▶ [EXERCISE PROMPT]: Return each line of the listing below that contains the word "every", copied without changes.

[start MATERIAL SHOWN]

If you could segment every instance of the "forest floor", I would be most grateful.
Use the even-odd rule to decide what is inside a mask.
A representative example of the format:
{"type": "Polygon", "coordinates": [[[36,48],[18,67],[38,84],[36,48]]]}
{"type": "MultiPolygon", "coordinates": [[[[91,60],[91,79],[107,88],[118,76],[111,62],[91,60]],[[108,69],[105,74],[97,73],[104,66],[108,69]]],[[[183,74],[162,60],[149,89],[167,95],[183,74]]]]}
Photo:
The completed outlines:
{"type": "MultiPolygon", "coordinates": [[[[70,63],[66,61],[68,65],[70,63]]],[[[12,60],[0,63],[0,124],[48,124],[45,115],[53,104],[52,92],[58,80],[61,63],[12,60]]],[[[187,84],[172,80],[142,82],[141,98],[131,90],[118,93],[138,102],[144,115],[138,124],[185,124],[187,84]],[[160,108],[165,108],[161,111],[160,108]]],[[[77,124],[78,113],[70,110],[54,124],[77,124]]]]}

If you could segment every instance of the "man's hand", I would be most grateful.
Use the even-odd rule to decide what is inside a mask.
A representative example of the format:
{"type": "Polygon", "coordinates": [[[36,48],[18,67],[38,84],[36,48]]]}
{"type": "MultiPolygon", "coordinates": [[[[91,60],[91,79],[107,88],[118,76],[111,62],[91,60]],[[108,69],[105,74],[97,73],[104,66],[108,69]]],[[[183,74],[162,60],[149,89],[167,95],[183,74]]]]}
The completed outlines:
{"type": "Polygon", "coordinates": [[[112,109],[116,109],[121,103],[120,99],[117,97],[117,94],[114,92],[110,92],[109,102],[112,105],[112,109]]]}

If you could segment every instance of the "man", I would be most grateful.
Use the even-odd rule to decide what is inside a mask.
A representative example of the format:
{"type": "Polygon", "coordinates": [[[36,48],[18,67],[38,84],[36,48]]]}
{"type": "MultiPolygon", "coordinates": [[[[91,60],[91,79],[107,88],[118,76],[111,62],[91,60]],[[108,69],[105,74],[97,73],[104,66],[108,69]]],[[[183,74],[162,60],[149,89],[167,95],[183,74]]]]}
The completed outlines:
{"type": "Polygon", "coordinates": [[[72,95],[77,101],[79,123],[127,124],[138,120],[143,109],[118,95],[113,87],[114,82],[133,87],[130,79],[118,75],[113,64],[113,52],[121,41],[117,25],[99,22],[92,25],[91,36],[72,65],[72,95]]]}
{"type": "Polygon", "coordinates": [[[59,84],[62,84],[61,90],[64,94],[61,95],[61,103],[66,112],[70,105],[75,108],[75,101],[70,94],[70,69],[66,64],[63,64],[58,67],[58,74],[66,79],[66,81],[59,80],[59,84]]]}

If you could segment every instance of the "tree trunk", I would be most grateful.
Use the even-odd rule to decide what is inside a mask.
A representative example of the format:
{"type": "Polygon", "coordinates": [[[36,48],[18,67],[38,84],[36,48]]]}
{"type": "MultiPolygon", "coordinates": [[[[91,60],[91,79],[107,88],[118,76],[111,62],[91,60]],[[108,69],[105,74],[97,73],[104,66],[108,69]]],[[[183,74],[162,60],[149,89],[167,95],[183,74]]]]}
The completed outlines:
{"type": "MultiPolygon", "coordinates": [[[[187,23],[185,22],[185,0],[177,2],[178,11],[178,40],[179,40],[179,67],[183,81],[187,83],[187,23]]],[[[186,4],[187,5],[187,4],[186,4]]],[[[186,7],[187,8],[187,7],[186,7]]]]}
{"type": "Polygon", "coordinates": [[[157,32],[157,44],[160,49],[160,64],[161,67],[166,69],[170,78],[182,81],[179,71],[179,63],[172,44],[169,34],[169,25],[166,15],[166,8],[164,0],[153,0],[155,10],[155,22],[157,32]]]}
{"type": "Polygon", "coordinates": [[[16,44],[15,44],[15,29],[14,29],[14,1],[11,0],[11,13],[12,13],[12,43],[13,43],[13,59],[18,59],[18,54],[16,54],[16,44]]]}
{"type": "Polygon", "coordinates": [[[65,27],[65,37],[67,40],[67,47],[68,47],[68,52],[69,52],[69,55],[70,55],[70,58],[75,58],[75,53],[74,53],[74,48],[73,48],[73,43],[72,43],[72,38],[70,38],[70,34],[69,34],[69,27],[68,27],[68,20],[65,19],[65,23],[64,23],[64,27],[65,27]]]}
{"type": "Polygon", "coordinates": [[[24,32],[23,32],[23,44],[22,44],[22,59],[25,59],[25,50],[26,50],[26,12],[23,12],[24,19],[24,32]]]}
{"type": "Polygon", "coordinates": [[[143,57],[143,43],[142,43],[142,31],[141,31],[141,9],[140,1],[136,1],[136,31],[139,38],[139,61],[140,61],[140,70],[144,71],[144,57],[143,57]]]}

[end MATERIAL SHOWN]

▶ [TASK SOLUTION]:
If you could segment every instance of the "forest floor", I would be most grateful.
If you could segment every instance of the "man's hand", I would be most grateful.
If you could segment every instance of the "man", I would be most grateful.
If you could segment every instance of the "tree trunk", I would be most grateful.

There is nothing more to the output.